## [Aim]
Below are some records; return each one exactly.

>>>

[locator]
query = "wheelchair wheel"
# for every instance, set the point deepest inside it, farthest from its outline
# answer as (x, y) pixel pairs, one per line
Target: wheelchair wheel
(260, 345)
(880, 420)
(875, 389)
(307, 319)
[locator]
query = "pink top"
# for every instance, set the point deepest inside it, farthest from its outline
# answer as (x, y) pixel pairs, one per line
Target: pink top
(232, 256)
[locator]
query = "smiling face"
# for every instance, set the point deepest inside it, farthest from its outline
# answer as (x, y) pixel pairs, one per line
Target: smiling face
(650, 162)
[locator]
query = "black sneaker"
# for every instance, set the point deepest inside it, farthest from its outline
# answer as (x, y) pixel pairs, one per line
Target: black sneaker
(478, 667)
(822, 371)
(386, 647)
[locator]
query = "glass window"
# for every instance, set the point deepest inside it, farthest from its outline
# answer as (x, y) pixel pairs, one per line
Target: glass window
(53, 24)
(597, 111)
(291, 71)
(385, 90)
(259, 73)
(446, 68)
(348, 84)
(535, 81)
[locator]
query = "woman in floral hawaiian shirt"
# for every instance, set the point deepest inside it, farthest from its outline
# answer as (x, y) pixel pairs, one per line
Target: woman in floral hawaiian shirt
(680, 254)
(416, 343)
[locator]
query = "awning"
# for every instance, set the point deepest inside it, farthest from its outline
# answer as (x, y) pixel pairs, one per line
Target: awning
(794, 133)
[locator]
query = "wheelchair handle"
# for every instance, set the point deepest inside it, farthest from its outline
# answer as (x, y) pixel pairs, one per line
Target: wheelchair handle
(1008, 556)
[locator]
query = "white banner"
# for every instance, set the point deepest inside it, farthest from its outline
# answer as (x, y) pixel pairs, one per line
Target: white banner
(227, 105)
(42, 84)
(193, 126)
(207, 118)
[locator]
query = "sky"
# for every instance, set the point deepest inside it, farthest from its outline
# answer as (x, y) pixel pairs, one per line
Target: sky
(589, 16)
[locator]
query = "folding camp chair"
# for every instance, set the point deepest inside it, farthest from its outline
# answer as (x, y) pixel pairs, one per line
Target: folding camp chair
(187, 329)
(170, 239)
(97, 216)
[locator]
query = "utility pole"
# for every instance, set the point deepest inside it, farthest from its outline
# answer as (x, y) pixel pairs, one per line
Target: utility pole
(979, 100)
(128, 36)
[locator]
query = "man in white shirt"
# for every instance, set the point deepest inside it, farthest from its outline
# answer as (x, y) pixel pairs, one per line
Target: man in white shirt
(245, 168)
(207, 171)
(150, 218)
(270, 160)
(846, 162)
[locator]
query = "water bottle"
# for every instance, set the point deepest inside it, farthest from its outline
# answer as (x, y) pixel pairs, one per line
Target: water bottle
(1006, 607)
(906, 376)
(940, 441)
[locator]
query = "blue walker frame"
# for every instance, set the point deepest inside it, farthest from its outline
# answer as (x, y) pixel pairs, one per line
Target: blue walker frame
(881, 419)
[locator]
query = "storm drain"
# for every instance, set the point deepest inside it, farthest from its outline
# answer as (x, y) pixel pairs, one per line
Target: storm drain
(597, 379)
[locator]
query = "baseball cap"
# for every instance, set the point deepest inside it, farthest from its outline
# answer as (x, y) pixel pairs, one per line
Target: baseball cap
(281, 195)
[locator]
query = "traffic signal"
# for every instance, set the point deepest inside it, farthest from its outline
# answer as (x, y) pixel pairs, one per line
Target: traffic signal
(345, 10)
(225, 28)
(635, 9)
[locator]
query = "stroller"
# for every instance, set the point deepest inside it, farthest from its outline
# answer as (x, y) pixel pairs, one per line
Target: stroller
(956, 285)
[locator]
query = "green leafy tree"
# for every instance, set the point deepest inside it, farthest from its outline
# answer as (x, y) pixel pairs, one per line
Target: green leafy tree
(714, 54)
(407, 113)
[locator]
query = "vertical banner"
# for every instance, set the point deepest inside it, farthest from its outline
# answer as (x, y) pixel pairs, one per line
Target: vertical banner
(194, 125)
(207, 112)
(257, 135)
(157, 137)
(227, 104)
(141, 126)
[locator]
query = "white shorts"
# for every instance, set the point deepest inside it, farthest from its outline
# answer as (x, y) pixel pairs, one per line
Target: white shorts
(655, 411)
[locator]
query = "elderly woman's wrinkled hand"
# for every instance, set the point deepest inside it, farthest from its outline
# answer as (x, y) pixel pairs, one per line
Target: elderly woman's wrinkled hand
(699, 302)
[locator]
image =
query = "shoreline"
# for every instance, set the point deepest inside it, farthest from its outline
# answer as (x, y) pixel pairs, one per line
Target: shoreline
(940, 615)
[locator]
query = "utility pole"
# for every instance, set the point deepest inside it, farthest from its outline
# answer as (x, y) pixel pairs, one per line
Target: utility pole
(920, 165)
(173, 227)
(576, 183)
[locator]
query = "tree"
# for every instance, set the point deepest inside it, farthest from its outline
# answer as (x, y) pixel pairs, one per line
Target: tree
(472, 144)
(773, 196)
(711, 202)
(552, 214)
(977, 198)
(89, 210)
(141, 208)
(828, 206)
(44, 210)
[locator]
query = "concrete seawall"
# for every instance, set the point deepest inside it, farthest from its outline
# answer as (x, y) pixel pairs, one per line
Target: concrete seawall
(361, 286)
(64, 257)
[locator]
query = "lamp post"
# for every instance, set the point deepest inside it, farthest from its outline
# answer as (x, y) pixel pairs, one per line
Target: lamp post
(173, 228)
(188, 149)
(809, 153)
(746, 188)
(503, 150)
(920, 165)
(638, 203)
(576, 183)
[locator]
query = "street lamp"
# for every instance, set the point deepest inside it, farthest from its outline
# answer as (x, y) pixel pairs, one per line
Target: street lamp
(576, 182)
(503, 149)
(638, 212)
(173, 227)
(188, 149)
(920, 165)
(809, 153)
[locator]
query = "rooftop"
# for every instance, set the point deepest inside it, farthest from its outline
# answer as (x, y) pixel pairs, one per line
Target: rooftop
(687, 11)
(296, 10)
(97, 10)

<<<

## [Result below]
[locator]
query = "wheelchair wheel"
# for every instance, set the point deepest inside it, farthest from its outline
# answer as (x, y) pixel pairs, one per line
Target: wheelchair wheel
(260, 345)
(880, 420)
(875, 389)
(307, 319)
[locator]
query = "pink top"
# for every instance, set the point deepest inside it, farthest from its outline
# answer as (x, y) pixel pairs, one per line
Target: pink top
(232, 256)
[locator]
query = "smiling face"
# for every instance, set the point deepest inside it, farthest from its outline
# answer as (x, y) pixel pairs, one per line
Target: smiling face
(650, 162)
[locator]
query = "black sneaker"
# for every instance, set the point deepest inside it, farthest from its outline
# answer as (x, y) pixel pairs, one per line
Target: black sneaker
(478, 667)
(822, 371)
(386, 647)
[locator]
query = "glass window"
# for every instance, set the point deepest inside it, farthest from its outline
# answer as (x, y) pixel pairs, one per line
Target: glass window
(53, 24)
(597, 111)
(291, 71)
(385, 90)
(259, 73)
(446, 68)
(348, 84)
(535, 81)
[locator]
query = "woman in floral hawaiian shirt"
# for every instance, set the point deepest inside it, farthest from its outline
# answer as (x, y) pixel pairs, one per line
Target: woman in floral hawaiian shirt
(680, 254)
(416, 343)
[locator]
query = "awning"
# for every instance, set the point deepest inside it, farthest from its outline
# answer as (x, y) pixel pairs, one per line
Target: awning
(794, 133)
[locator]
query = "wheelchair handle"
# for every instance, set the point deepest inside it, farthest from its outline
# answer as (x, y) pixel pairs, one per line
Target: wheelchair handle
(1008, 556)
[locator]
query = "white banner"
# for every instance, set the point deepest inside it, farthest from its outline
# answer as (x, y) pixel pairs, one per line
Target: white banner
(227, 105)
(42, 84)
(193, 126)
(207, 118)
[locator]
query = "sky"
# for every instance, set the point deepest inside it, farthest from its outline
# answer as (x, y) pixel pairs, one per line
Target: sky
(589, 16)
[locator]
query = "folding camp chair"
# for every instance, set the point deepest inside it, farthest from its outline
# answer as (x, y) pixel pairs, one per line
Target: folding camp chair
(187, 329)
(170, 239)
(97, 216)
[locator]
query = "utility pole"
# for every instance, set the point deepest inside it, farthest from its outline
# answer as (x, y) pixel pairs, one per line
Target: utility pole
(979, 100)
(128, 36)
[locator]
query = "man in white shirt"
# for every instance, set the point deepest inside it, farthest from its outline
# answer as (x, y) pixel pairs, one per line
Target: man in white shirt
(245, 168)
(207, 171)
(150, 218)
(270, 160)
(846, 162)
[locator]
query = "water bottle"
# for every instance, set the point deepest inside it, farthest from its outline
# answer as (x, y) pixel pairs, one per line
Target: water bottle
(1006, 607)
(906, 376)
(940, 441)
[locator]
query = "blue walker frame"
# for every instance, set the point deepest inside it, farthest from its outline
# answer as (x, y) pixel pairs, one per line
Target: blue walker frame
(881, 419)
[locator]
query = "storm drain"
# for every instance, set the point deepest inside it, farthest from its outline
# answer as (x, y) pixel pairs, one per line
Target: storm drain
(597, 379)
[locator]
query = "baseball cap"
# for every instance, set the point deepest inside it, farthest from its outline
# answer as (x, y) pixel pairs, one per line
Target: baseball cap
(281, 195)
[locator]
query = "traffic signal"
# for every instance, set the point deepest inside it, farthest from its outline
# answer as (x, y) pixel pairs, one per line
Target: traffic signal
(345, 10)
(225, 28)
(635, 9)
[locator]
query = "stroller"
# for every instance, set the point deepest inside it, farthest from its outline
# answer as (x, y) pixel pairs, one per line
Target: stroller
(956, 285)
[locator]
query = "green leafy tree"
# for every instance, set the point deepest inside it, farthest from its outline
# answer as (x, y) pixel pairs, one per line
Target: green leafy tree
(714, 54)
(407, 113)
[locator]
query = "vertical banner"
# for every instance, set the point deepest inside it, farthest from its outline
# answer as (x, y) pixel pairs, one per line
Target: vertical banner
(194, 125)
(207, 112)
(257, 135)
(157, 137)
(227, 104)
(141, 126)
[locator]
query = "white shorts"
# for every instance, set the point deepest inside it, farthest from its outline
# answer as (x, y) pixel pairs, one per line
Target: white shorts
(655, 411)
[locator]
query = "elderly woman's wrinkled hand"
# for every instance, set the point deepest inside it, farthest from its outline
# answer as (x, y) pixel pairs, one per line
Target: elderly woman's wrinkled hand
(699, 302)
[locator]
image =
query = "shoreline"
# for every instance, set the point deepest inside it, farthest from its outline
# answer as (x, y) pixel pairs, one per line
Target: shoreline
(940, 615)
[locator]
query = "utility pole"
# for every instance, set the point deepest inside it, farthest from its outline
# answer as (x, y) pixel pairs, one per line
Target: utility pole
(920, 165)
(173, 227)
(576, 183)
[locator]
query = "tree"
# for every instance, set the point deepest inside it, farthest from its outline
# answer as (x, y) pixel pairs, one per line
Target: tree
(472, 144)
(773, 196)
(711, 202)
(552, 214)
(977, 198)
(89, 210)
(141, 208)
(828, 206)
(44, 210)
[locator]
query = "concrete seawall"
# for every instance, set the point deepest inside it, farthest from its outline
# answer as (x, y) pixel pairs, one per line
Target: concrete seawall
(361, 286)
(64, 257)
[locator]
query = "lamp post"
# for every instance, set the point deepest inside it, farthest from its outline
# answer as (x, y) pixel pairs, one per line
Target: lamp post
(173, 228)
(188, 149)
(809, 153)
(746, 188)
(503, 150)
(920, 165)
(638, 203)
(576, 183)
[locator]
query = "street lamp"
# for every instance, set the point deepest inside it, farthest from its outline
# answer as (x, y) pixel pairs, one per line
Target: street lamp
(576, 182)
(503, 149)
(638, 212)
(173, 227)
(188, 149)
(920, 165)
(809, 153)
[locator]
query = "rooftop"
# for every instance, set the point deepest inside it, farthest from its outline
# answer as (x, y) pixel pairs, one per line
Target: rooftop
(687, 11)
(296, 10)
(97, 10)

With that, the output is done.